### Your goal
The answer must be every line of the records below that holds the word "blue".
◇ ◇ ◇ ◇ ◇ ◇ ◇
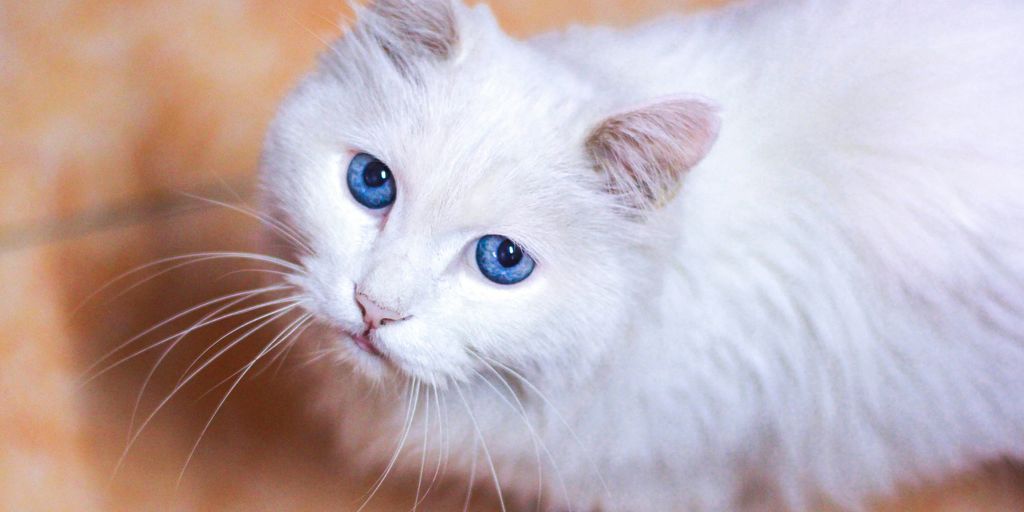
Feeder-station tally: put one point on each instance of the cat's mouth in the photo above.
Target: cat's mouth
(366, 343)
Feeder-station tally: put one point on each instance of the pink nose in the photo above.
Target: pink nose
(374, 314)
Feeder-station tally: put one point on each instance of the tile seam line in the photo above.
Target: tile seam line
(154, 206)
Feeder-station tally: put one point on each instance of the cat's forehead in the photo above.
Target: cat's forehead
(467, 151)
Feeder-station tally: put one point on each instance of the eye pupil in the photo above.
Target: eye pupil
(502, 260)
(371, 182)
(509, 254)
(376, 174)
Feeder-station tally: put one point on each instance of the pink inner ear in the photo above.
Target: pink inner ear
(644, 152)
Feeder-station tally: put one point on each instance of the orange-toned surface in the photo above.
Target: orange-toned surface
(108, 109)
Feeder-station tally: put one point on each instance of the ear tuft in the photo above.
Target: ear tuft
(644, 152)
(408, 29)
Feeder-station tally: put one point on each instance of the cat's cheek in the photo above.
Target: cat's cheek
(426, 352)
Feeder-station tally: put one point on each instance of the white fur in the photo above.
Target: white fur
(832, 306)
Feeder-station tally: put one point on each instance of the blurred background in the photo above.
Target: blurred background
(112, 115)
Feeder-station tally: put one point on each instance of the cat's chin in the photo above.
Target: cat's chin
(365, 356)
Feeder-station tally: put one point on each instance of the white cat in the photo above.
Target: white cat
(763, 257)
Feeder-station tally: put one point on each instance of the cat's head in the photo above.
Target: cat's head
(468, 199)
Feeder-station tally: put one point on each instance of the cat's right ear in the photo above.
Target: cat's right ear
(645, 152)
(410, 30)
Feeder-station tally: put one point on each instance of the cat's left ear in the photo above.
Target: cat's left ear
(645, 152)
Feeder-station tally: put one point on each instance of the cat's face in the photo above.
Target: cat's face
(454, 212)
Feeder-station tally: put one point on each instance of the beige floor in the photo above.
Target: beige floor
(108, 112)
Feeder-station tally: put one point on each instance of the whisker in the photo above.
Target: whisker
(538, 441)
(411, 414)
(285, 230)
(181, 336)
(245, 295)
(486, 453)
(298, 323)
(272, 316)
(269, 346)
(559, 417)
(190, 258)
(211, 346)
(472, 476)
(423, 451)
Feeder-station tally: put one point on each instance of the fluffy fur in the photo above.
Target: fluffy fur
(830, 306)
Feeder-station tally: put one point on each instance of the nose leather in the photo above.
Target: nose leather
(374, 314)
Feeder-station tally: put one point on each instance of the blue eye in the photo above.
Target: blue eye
◇ ◇ ◇ ◇ ◇ ◇ ◇
### Response box
Feeder-station tally: put one point on each instance of the blue eye in the photo above.
Target: blue eye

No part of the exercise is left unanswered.